─── Provided entries ───
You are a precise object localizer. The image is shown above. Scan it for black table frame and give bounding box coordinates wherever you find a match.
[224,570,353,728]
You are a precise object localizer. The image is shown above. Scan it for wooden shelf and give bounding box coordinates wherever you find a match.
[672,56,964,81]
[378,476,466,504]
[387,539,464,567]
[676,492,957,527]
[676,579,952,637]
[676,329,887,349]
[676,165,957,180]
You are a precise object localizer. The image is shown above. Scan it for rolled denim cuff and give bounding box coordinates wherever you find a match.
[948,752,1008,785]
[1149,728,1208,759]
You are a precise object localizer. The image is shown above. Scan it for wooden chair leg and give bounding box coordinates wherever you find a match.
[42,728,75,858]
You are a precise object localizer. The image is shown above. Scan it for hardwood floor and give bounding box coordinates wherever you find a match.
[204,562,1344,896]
───
─── Provided entries ───
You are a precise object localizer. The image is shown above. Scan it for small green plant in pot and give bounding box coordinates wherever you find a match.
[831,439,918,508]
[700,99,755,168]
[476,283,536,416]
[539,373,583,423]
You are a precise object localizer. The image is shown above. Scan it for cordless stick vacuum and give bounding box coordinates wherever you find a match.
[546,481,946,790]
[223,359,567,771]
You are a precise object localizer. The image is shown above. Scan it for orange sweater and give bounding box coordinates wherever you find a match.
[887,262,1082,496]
───
* **Task instructions**
Render only the records above as a numbered list, beginning at the line that contains "for wooden chair" and stopping after the line that contains "[42,728,75,858]". Leave out any blank lines.

* **Exercise answer**
1. You are a precise object localizer. The image is shown above. Scan it for wooden chair leg and give bounding box coordinates wherever you find a match.
2. [42,728,75,858]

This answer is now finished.